**Source data**
-- Opening Marker --

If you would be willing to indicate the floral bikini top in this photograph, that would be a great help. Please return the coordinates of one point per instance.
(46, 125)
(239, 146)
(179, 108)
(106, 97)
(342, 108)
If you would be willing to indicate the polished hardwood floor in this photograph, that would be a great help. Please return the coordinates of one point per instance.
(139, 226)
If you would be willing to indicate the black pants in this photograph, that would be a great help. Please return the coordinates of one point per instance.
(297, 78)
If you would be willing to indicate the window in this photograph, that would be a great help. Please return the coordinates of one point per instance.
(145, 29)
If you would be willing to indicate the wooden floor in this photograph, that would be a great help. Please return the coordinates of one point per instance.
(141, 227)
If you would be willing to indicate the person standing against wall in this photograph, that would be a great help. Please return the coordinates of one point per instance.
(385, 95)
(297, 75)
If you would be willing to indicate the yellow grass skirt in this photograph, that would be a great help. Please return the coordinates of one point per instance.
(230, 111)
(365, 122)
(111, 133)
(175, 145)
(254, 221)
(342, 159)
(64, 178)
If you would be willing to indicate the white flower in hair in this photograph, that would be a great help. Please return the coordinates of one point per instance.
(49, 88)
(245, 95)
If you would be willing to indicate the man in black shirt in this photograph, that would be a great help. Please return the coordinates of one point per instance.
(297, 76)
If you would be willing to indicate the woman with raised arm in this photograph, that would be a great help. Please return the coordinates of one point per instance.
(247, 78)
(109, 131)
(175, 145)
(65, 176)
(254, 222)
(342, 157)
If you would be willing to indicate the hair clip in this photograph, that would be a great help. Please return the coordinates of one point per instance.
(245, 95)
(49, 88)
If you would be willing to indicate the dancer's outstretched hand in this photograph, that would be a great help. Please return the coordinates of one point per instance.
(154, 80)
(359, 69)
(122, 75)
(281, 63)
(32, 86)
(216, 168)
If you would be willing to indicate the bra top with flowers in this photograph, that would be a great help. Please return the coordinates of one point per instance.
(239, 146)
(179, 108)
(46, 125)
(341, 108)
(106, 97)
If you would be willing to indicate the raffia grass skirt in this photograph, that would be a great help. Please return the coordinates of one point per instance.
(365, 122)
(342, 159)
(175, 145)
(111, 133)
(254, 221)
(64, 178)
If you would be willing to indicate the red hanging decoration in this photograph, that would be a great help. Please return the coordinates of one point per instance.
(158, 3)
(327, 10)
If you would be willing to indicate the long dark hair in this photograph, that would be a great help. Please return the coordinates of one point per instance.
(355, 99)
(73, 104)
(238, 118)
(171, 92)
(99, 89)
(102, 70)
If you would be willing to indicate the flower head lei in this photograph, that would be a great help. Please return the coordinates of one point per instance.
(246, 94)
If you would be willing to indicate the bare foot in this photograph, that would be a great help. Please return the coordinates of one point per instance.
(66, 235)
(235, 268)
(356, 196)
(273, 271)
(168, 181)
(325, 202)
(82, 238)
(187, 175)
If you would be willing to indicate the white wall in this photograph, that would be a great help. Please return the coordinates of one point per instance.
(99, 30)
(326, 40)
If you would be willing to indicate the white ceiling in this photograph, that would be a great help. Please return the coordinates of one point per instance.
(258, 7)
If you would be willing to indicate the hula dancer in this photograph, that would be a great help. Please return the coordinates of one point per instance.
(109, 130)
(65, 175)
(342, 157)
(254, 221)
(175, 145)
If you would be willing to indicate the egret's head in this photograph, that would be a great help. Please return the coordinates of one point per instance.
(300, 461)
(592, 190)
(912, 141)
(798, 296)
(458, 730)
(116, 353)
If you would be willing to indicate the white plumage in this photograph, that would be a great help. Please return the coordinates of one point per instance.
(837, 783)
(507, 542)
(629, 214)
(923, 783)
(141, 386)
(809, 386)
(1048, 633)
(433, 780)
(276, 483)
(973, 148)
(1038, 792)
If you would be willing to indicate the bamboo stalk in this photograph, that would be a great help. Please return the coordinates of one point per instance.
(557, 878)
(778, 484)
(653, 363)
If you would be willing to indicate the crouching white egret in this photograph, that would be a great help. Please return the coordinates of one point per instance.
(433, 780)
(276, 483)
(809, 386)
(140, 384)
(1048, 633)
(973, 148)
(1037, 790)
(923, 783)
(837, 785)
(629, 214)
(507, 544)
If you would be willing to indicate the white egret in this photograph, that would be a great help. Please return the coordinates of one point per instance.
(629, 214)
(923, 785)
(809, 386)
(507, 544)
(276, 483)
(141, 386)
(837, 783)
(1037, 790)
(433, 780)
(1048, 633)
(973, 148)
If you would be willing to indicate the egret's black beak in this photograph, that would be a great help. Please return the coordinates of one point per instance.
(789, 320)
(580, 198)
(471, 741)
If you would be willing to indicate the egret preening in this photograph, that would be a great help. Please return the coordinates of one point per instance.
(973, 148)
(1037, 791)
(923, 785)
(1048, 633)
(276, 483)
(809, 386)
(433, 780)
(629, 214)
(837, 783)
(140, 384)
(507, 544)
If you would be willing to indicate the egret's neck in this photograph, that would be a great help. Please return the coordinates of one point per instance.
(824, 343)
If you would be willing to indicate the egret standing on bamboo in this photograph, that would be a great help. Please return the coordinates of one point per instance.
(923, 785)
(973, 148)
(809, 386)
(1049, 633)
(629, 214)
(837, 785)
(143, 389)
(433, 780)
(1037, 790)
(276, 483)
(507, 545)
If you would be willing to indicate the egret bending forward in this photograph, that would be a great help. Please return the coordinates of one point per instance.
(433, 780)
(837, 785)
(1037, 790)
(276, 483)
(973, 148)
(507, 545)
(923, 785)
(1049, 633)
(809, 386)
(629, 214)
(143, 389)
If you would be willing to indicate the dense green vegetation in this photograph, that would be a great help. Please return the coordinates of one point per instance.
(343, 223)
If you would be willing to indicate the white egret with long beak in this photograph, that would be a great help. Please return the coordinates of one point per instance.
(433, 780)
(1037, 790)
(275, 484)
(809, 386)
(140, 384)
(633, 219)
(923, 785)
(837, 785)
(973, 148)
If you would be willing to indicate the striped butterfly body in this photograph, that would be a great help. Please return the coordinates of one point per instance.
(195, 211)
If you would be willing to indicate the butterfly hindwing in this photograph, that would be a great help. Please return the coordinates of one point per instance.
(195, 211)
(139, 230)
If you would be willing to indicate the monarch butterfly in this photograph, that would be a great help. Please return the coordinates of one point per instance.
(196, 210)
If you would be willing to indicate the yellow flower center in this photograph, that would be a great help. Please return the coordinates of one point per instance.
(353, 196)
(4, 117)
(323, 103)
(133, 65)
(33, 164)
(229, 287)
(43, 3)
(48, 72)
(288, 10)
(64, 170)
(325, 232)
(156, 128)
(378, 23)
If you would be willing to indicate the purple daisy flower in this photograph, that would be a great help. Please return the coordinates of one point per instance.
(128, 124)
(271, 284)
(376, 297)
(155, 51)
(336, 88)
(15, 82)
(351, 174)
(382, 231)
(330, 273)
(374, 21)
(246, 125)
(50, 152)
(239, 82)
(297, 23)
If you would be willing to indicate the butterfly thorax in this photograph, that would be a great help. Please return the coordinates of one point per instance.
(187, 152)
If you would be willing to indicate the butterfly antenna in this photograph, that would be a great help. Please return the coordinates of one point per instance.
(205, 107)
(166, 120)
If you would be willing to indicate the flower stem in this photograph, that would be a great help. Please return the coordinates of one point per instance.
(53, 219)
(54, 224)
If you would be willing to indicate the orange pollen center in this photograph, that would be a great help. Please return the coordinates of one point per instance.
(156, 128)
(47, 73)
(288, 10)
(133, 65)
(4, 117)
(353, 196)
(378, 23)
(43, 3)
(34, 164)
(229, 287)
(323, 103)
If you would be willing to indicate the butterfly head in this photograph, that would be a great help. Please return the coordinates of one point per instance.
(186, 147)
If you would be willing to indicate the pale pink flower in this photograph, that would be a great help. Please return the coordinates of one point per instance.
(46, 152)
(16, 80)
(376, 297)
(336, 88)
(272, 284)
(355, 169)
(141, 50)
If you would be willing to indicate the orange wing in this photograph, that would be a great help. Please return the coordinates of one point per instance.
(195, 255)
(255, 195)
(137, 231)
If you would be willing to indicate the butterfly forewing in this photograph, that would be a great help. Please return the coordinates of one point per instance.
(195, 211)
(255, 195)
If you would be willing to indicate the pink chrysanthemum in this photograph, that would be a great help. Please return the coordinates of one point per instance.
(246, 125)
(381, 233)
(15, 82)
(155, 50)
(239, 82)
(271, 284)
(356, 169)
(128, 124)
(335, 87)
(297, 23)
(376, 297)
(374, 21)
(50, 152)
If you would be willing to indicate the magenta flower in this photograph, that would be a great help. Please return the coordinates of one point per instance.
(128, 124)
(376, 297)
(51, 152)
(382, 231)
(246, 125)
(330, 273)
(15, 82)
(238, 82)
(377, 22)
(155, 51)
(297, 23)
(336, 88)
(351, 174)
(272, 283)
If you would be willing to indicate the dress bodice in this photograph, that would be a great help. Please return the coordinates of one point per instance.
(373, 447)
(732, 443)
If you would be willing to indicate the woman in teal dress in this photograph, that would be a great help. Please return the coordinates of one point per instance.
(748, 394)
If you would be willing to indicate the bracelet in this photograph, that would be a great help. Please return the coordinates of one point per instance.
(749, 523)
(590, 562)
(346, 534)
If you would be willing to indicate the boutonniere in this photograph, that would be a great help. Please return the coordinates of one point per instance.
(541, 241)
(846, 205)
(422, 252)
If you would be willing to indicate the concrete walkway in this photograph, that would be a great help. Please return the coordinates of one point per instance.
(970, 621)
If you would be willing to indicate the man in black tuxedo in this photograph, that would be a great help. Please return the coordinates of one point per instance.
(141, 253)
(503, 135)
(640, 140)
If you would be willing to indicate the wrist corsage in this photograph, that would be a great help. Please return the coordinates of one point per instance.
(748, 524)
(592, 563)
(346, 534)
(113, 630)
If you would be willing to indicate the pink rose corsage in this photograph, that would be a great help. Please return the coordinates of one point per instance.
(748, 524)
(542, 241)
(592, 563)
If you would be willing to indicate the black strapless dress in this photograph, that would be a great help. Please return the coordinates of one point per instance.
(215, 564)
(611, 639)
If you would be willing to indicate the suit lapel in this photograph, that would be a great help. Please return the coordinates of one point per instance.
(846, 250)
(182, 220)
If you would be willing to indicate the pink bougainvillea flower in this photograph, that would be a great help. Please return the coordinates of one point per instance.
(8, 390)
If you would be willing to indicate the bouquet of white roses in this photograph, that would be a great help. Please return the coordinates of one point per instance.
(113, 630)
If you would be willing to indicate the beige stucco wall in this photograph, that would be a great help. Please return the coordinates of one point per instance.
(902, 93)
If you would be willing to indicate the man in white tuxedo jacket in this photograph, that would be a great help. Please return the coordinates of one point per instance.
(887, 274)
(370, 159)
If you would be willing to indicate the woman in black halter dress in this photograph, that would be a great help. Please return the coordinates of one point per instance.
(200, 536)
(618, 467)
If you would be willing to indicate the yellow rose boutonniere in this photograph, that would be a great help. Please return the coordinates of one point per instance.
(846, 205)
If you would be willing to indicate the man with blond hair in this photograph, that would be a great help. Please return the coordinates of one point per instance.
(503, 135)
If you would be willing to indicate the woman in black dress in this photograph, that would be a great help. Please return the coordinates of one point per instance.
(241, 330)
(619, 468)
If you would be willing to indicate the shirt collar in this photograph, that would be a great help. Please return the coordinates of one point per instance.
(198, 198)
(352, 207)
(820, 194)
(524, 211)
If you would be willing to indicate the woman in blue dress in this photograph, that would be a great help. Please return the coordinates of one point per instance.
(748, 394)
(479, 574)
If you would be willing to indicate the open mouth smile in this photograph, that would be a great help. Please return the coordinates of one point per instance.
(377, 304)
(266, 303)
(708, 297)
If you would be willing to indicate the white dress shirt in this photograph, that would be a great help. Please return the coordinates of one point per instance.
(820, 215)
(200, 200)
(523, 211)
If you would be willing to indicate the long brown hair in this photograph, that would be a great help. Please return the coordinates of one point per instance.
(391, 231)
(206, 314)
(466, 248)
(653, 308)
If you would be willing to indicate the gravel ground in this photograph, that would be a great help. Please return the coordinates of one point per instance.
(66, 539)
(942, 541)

-- Closing Marker --

**What you have to do**
All lines from the one containing "If you would be willing to indicate the shirt" through the end of the material should be restated exactly, with both end lines kept.

**Response**
If you would be willing to indicate the shirt collar in this photograph, that would be a great help. Please return the coordinates of one point per instance.
(198, 198)
(352, 207)
(820, 194)
(524, 211)
If you would be willing to indicate the woman in blue dress in this photograph, that would be a great help. Please return the coordinates of one point per instance.
(748, 394)
(479, 574)
If you would be willing to indicate the open mouth smile in this photograph, that would be a great help. Please return the coordinates of one point per instance.
(377, 304)
(266, 303)
(708, 297)
If you would be willing to indicate the white dress shirt in this photograph, that would be a great help. Please return the coordinates of one point per instance.
(820, 215)
(200, 200)
(523, 211)
If you would be willing to indicate the long brown hair in this photograph, that would be a great help. Please return the coordinates of one point per instance.
(391, 231)
(206, 314)
(466, 248)
(653, 308)
If you would be willing to indicate the gravel ground in this photograph, that would be a great help. Please return the coordinates of one point per instance.
(66, 539)
(942, 541)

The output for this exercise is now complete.